══ Records to process

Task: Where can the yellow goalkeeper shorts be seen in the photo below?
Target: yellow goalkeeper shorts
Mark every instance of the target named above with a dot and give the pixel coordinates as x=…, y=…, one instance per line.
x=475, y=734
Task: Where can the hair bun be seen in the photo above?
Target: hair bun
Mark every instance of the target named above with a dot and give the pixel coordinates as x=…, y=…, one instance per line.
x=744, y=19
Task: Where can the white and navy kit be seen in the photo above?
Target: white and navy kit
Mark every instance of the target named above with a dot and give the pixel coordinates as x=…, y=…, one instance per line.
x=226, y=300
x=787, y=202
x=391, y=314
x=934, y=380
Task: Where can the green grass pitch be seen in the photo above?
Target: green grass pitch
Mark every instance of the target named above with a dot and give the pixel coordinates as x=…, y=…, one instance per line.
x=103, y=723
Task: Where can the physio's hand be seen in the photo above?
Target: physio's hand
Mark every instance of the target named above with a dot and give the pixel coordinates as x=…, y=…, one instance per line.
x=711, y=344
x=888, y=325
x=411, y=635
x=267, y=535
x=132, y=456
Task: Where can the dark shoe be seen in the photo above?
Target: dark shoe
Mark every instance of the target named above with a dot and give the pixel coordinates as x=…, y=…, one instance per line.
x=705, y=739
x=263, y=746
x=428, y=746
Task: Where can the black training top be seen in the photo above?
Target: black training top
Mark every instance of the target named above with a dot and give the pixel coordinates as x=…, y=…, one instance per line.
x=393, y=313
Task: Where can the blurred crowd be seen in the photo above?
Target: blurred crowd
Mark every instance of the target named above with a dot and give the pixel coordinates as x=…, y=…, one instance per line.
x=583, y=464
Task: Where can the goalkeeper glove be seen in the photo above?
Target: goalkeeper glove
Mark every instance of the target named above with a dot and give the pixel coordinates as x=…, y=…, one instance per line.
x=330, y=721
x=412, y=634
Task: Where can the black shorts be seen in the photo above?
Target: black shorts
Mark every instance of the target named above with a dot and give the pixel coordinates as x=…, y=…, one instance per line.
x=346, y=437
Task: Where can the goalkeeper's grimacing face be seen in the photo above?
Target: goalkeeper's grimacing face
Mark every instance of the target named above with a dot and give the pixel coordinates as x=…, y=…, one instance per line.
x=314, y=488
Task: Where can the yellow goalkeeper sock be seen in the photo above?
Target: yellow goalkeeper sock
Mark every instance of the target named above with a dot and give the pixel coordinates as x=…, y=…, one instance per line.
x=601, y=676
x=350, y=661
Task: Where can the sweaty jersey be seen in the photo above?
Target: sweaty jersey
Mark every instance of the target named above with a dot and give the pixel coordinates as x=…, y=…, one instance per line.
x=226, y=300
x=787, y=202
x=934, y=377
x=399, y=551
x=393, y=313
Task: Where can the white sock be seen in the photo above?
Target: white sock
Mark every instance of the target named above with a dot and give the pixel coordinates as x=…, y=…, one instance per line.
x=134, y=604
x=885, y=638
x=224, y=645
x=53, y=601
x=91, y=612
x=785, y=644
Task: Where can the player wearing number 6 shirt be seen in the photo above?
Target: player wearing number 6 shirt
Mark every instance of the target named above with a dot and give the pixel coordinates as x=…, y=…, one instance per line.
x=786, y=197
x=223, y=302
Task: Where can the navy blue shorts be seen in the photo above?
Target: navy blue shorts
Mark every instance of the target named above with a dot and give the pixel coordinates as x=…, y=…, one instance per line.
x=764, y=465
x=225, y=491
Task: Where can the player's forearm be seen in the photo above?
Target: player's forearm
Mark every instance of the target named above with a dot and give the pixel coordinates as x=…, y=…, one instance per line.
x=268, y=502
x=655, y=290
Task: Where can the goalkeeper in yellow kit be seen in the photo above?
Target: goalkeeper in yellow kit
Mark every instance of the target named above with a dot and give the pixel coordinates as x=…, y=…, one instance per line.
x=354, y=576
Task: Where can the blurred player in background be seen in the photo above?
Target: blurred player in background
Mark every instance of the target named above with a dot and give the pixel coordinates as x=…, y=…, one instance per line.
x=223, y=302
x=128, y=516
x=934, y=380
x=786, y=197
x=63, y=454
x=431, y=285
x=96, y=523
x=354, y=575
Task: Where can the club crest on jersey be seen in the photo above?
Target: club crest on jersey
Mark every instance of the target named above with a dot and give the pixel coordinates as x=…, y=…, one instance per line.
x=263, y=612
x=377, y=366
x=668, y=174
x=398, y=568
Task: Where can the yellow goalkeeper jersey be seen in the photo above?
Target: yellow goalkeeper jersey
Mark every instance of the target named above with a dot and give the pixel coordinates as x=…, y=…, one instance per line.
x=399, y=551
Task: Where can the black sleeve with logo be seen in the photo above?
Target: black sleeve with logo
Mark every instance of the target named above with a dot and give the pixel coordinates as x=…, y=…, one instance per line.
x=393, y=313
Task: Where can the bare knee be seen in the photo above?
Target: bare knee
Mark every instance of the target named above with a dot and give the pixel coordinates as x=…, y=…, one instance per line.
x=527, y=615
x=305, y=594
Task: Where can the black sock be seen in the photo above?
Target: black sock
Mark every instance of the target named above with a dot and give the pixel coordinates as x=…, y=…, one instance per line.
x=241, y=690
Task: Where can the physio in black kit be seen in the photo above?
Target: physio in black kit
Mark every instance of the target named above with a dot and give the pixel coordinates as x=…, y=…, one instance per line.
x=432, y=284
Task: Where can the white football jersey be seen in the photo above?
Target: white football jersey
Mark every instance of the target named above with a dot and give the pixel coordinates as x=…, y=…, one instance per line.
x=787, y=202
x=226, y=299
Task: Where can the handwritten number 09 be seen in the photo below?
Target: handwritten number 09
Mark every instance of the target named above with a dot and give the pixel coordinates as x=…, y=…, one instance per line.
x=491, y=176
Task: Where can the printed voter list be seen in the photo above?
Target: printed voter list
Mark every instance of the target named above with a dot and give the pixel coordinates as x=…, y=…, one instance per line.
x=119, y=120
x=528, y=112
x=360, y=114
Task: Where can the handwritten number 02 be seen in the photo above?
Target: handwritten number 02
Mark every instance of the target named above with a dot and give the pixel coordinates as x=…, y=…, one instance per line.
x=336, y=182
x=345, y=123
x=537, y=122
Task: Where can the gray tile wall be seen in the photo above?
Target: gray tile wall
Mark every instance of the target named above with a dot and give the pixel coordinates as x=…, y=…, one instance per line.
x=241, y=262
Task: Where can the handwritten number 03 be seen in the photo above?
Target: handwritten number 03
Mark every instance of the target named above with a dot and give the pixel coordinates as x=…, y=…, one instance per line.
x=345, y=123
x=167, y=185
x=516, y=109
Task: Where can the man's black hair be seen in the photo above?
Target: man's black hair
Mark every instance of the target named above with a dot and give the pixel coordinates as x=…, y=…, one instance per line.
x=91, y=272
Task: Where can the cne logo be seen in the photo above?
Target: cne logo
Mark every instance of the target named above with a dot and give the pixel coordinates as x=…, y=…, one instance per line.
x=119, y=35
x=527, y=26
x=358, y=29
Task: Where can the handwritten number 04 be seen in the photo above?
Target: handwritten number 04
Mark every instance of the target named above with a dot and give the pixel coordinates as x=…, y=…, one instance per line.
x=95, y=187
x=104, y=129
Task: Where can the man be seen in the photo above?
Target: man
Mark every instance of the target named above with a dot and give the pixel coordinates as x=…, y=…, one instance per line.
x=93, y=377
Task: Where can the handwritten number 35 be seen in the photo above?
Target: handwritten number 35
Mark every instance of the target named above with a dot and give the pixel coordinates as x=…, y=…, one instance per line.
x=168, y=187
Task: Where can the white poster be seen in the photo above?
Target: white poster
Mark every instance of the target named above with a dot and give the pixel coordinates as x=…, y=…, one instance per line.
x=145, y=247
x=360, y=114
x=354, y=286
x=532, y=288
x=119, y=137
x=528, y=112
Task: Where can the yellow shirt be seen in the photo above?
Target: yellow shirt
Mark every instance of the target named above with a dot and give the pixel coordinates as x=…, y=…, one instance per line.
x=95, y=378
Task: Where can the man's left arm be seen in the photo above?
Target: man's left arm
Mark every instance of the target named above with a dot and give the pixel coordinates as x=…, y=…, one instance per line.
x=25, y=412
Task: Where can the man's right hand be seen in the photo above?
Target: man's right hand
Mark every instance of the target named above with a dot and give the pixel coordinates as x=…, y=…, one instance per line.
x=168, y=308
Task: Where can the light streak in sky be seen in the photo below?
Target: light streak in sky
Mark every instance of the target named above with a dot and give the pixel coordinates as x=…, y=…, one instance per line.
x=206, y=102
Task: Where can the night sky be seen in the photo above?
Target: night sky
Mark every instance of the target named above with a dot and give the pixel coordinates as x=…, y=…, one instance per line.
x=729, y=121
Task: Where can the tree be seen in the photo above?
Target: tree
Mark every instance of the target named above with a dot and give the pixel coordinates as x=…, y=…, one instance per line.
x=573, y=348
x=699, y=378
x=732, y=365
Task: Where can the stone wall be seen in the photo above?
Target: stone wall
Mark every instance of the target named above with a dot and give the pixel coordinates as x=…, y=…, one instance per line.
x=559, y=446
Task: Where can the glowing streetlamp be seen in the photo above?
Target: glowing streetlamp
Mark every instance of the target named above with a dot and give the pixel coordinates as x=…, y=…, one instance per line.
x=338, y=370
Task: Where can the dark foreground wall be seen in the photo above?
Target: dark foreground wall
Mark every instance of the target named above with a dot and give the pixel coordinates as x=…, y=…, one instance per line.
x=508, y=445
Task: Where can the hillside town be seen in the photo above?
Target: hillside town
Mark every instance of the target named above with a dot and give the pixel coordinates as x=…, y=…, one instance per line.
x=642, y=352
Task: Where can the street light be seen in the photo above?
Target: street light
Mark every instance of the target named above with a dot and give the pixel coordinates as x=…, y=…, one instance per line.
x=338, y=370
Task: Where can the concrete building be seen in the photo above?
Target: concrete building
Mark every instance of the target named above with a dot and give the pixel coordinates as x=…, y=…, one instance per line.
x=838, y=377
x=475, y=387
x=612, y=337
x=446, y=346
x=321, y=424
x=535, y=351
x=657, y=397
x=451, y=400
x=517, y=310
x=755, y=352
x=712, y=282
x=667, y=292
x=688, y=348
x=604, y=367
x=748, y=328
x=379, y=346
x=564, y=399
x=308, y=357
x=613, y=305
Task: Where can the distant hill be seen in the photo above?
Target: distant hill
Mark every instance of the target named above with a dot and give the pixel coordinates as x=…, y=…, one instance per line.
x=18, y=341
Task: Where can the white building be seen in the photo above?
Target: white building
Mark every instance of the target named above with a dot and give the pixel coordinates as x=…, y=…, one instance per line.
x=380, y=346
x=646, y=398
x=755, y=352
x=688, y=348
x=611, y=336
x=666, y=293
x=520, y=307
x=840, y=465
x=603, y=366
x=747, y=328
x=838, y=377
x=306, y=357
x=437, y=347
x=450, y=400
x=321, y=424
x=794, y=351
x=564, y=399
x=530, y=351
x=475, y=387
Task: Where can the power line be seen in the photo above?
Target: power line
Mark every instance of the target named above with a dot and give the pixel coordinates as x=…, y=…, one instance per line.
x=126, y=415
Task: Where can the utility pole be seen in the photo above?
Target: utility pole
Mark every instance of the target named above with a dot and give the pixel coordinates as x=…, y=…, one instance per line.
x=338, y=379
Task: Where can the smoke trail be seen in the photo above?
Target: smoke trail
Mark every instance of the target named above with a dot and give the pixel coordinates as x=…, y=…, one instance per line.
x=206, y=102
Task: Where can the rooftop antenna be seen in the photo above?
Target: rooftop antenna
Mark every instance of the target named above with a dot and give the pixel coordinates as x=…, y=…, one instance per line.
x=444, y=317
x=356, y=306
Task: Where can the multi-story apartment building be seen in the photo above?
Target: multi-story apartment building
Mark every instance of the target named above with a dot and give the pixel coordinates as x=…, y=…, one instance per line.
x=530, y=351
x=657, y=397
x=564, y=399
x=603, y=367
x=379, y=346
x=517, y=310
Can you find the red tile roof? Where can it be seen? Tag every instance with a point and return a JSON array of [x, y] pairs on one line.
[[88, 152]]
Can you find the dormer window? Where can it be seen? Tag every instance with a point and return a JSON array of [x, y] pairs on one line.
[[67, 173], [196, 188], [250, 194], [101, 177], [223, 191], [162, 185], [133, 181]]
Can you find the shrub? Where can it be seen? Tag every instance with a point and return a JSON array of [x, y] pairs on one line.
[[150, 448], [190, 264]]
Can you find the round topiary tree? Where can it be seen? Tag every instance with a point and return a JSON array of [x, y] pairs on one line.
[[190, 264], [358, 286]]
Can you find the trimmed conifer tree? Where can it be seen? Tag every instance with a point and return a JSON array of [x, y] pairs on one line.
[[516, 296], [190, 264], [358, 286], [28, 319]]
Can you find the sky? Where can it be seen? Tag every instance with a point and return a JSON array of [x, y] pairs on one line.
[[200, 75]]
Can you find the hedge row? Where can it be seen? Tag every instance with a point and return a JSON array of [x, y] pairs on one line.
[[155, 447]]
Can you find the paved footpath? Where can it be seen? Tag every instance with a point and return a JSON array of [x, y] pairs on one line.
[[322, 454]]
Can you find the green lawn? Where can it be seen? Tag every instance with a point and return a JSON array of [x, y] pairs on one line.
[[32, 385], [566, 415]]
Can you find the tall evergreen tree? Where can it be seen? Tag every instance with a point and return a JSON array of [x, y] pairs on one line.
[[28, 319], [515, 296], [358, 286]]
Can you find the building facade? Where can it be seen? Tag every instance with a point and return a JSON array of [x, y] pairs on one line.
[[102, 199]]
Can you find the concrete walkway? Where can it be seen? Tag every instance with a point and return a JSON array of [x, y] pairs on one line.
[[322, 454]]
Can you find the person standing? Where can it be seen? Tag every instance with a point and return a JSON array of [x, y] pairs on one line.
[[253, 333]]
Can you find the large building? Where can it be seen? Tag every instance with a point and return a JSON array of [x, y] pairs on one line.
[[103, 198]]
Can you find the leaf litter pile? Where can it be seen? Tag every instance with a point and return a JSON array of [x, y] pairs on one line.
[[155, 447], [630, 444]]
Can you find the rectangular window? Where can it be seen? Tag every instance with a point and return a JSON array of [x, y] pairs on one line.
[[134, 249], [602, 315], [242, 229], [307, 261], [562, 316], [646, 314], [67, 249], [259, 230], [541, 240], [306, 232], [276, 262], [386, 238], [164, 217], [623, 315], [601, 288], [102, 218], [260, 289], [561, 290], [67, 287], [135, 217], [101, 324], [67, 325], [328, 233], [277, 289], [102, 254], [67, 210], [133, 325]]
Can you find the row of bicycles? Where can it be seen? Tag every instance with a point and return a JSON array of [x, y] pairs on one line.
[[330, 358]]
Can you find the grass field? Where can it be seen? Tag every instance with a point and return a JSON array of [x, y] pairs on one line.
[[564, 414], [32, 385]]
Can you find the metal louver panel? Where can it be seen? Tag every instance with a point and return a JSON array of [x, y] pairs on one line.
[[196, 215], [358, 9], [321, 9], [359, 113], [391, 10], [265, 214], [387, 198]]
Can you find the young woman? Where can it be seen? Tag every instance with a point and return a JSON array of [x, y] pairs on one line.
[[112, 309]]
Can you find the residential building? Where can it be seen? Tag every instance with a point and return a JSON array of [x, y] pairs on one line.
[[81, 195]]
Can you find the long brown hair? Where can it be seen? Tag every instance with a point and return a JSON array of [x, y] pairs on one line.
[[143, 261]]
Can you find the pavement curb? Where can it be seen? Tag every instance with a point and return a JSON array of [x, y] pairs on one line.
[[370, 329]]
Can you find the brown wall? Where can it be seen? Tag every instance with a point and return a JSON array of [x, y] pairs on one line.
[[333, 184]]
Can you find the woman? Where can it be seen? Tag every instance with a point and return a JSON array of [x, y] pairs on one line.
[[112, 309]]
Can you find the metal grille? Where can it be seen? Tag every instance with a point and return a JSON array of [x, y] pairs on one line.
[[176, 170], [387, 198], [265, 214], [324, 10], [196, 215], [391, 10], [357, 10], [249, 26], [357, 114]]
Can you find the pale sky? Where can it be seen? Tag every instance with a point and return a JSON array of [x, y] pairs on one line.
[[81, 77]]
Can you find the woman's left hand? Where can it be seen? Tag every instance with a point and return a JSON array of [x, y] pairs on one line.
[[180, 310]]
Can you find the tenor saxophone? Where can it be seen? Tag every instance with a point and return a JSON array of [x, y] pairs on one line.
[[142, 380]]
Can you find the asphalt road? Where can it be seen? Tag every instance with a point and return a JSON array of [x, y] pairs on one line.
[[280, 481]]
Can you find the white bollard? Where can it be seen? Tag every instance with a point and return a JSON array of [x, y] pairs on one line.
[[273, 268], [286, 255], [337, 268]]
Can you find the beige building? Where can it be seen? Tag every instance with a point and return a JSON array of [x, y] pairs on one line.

════

Action item:
In the records, locate each line holding the string "pole" and copy it.

Your response:
Task: Where can the utility pole be seen in the photo above?
Target: utility pole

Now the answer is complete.